**BRIEF**
Please copy the listing from the line with "Should you be willing to segment every instance of the **gray" to the line with "M 4 94 L 15", replacing "column" with "pillar" and keeping everything else the same.

**STORED DATA**
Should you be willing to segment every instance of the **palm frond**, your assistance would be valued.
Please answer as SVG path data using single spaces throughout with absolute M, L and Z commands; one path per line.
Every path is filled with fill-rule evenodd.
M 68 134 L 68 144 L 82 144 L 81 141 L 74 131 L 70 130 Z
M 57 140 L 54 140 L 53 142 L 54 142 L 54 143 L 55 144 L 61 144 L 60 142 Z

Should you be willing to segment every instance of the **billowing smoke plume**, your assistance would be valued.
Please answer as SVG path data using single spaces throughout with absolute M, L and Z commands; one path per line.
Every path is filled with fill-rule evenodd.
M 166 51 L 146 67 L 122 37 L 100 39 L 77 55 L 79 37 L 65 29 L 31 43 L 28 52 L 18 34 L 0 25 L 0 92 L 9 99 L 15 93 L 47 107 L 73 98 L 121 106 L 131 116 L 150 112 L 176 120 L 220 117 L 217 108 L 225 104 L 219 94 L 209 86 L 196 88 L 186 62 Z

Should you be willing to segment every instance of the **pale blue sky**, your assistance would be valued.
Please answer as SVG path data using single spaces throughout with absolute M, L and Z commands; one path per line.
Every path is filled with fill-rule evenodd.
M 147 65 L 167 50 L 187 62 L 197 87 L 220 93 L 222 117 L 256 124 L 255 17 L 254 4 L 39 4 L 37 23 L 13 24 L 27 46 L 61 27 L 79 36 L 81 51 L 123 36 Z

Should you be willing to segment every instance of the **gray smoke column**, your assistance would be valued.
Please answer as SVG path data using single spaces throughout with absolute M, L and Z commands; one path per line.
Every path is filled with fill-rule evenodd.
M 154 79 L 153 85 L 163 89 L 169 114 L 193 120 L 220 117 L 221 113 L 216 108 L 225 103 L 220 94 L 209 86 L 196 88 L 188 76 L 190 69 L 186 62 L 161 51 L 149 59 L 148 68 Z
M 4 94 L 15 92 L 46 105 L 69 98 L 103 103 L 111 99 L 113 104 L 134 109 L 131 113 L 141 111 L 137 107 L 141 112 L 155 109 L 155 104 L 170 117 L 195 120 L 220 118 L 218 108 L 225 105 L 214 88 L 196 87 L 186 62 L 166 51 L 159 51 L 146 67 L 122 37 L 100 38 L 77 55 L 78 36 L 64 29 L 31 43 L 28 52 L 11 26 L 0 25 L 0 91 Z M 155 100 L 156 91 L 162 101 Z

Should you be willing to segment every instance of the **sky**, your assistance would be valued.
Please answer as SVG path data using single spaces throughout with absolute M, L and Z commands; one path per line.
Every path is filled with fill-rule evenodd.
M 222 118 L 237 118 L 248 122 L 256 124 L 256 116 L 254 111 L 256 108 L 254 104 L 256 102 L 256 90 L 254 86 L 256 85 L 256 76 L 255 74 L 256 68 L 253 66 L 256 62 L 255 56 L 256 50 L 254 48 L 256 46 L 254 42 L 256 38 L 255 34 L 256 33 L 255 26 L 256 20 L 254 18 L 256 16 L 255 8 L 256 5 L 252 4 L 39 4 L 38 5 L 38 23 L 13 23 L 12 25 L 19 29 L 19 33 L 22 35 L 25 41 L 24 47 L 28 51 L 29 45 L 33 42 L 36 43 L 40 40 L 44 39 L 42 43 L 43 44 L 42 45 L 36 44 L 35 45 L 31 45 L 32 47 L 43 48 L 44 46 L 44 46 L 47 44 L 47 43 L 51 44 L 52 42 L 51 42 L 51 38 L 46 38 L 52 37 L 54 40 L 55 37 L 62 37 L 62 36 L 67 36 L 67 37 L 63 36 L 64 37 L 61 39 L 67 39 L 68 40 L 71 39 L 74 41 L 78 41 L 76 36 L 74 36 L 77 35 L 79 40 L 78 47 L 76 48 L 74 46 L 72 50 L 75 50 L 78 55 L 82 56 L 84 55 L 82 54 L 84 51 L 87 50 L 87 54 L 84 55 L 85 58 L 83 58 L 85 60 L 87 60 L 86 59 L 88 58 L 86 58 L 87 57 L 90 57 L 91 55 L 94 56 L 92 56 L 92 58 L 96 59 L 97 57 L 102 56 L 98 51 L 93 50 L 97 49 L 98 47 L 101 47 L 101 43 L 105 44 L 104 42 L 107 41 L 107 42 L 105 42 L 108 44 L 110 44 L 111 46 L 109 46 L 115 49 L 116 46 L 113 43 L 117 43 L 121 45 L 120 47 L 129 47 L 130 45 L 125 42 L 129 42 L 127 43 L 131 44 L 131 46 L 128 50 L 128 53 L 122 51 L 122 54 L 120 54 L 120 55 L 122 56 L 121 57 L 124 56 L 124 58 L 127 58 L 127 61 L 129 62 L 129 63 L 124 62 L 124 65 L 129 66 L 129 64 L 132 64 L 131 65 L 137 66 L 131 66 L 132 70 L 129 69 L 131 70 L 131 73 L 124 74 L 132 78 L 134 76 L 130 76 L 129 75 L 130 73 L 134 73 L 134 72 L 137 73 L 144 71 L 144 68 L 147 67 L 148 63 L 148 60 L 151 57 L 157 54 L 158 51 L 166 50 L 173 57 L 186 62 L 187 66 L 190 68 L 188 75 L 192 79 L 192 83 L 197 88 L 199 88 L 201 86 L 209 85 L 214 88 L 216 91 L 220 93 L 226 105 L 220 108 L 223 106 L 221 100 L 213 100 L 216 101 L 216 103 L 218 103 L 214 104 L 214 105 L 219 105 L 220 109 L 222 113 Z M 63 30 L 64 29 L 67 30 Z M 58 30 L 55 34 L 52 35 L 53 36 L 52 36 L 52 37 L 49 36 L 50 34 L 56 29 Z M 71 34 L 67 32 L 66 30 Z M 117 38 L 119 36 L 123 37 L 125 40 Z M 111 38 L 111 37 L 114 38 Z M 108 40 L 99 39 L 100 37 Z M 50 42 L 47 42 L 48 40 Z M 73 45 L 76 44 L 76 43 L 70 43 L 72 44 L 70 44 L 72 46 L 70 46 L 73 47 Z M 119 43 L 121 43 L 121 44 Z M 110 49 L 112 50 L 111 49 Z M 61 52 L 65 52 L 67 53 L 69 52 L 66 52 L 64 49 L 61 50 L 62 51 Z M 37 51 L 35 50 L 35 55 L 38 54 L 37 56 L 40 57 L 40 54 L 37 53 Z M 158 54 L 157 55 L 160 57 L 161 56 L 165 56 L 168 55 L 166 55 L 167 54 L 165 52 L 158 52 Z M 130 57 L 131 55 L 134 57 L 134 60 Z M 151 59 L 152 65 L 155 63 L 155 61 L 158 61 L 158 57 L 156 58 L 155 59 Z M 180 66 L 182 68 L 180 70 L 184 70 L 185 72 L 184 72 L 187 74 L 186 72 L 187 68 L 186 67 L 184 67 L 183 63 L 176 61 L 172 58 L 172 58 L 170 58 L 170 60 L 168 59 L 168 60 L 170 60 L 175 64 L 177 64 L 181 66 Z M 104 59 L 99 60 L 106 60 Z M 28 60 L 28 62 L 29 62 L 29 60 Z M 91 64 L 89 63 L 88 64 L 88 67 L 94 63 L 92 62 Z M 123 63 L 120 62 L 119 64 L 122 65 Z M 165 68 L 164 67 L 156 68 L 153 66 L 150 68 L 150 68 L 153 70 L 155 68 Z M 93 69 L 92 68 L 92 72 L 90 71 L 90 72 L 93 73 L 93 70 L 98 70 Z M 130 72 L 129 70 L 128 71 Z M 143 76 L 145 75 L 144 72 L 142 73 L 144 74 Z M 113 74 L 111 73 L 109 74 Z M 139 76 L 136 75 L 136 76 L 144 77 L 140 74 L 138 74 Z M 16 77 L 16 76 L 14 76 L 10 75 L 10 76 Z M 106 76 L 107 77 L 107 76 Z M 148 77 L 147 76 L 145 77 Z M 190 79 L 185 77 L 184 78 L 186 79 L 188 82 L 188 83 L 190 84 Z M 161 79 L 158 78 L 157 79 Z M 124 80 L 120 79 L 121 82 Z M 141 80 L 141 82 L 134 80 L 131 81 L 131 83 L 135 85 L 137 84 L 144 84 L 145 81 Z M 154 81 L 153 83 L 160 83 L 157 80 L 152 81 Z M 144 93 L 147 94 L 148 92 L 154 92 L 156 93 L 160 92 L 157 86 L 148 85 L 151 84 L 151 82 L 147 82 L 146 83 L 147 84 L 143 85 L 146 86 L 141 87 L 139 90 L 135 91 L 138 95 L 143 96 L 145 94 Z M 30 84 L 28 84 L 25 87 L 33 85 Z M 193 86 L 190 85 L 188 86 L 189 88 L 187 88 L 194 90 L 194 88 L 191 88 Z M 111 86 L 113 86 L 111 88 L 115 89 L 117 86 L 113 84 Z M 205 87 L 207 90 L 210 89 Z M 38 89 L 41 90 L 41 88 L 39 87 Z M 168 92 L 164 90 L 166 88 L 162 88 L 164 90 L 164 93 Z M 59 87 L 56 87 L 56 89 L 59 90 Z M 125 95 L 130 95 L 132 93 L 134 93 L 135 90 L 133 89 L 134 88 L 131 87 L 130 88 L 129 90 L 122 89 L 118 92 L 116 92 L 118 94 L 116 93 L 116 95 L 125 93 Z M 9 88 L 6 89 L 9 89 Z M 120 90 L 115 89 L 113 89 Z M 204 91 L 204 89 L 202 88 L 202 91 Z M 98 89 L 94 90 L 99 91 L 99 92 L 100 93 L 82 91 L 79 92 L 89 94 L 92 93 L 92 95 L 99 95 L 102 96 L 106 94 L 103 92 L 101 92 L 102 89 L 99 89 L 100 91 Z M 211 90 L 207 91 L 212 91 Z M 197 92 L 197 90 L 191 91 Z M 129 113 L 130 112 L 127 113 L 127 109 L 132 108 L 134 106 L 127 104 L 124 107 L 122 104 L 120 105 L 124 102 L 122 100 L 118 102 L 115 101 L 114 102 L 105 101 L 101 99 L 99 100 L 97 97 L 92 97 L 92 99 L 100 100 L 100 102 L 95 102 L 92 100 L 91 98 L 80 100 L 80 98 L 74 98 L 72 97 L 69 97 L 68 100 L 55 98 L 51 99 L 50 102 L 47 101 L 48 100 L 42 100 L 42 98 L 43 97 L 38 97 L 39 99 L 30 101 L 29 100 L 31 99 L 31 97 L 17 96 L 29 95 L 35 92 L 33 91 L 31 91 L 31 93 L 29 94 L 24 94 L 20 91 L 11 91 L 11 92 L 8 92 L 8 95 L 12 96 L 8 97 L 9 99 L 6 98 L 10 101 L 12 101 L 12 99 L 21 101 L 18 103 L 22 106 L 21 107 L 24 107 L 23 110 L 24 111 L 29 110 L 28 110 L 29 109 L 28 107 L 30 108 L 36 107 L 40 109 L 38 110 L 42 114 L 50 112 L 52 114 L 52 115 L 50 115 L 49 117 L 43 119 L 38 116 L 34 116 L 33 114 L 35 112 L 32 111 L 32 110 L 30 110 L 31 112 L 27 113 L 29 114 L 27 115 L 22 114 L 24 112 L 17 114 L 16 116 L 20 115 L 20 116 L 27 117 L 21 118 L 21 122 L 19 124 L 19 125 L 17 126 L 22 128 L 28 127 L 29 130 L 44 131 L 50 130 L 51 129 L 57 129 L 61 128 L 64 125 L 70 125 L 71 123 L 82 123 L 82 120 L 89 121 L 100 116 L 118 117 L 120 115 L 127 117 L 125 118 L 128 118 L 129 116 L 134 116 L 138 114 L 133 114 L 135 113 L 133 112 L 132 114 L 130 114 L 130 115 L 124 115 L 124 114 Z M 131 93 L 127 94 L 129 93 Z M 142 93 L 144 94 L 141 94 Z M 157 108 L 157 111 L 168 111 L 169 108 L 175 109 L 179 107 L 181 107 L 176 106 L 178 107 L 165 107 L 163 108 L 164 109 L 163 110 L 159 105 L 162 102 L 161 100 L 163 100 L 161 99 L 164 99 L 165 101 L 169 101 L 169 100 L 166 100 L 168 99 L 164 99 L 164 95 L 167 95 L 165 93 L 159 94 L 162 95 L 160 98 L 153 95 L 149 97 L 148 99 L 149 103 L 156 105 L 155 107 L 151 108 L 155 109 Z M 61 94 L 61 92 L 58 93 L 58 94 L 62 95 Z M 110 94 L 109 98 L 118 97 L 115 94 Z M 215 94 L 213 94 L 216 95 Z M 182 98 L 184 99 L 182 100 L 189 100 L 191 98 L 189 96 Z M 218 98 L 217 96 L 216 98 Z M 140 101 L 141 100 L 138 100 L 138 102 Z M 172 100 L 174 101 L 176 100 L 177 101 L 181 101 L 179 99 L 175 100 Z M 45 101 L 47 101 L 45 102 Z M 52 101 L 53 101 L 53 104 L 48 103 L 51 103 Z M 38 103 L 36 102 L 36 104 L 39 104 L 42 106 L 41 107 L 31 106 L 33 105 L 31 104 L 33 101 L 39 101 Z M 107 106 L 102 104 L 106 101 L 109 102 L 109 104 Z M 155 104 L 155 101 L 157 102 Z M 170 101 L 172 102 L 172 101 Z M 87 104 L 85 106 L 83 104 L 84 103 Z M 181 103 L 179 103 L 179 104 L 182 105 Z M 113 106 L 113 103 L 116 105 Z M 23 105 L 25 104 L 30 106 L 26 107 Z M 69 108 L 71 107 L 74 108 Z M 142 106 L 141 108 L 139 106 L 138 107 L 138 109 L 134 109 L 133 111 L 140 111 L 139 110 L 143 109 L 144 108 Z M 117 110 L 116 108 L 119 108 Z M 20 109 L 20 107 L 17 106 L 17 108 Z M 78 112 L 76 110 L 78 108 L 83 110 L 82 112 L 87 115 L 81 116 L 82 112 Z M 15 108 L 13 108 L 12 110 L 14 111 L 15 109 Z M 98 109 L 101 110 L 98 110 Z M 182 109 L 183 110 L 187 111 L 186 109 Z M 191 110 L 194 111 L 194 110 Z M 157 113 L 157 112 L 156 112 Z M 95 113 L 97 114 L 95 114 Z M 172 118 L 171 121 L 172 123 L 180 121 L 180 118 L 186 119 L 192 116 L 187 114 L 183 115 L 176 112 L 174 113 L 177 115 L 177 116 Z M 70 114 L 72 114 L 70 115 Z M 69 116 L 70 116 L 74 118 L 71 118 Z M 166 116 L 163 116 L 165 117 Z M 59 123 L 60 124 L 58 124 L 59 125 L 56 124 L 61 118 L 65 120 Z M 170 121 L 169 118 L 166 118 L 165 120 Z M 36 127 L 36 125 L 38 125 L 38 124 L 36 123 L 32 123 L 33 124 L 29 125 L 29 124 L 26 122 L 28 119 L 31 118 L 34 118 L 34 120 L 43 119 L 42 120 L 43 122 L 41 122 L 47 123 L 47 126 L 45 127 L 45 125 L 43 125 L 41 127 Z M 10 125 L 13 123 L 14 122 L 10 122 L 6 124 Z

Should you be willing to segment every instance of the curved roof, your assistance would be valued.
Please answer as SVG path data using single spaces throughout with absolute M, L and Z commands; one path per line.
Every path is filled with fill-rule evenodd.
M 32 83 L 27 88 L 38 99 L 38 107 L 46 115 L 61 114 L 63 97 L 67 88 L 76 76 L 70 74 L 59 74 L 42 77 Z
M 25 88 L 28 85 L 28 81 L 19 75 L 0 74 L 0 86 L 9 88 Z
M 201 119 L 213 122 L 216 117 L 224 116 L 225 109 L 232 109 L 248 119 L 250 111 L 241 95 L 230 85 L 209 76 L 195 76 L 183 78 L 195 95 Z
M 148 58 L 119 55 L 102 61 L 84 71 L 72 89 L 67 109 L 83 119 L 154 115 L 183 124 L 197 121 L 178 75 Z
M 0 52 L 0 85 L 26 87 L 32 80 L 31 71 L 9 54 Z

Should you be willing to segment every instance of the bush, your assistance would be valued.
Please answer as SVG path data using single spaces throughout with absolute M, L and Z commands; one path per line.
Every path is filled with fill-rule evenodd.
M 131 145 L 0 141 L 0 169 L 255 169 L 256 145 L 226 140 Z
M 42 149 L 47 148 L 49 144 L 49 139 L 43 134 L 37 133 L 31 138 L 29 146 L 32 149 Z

**ANSWER FOR THIS EXERCISE**
Should you be willing to segment every instance of the **gray smoke pillar**, your assistance would be valued.
Please answer as SVG path data using single spaces throughout with absolute M, L and Z commands; one path per line.
Every path is filled with fill-rule evenodd.
M 154 79 L 153 85 L 163 89 L 169 114 L 193 120 L 220 117 L 221 113 L 216 108 L 225 103 L 220 94 L 209 86 L 196 88 L 188 76 L 190 69 L 186 62 L 161 51 L 149 59 L 148 68 Z
M 4 94 L 15 92 L 46 105 L 69 98 L 103 103 L 111 99 L 113 104 L 134 109 L 131 113 L 141 111 L 137 107 L 141 112 L 155 109 L 155 104 L 170 117 L 195 120 L 220 118 L 218 108 L 225 105 L 214 88 L 196 87 L 186 62 L 166 51 L 159 51 L 146 67 L 122 37 L 100 38 L 77 55 L 78 36 L 64 29 L 31 43 L 28 52 L 11 26 L 0 25 L 0 91 Z M 155 100 L 156 91 L 162 101 Z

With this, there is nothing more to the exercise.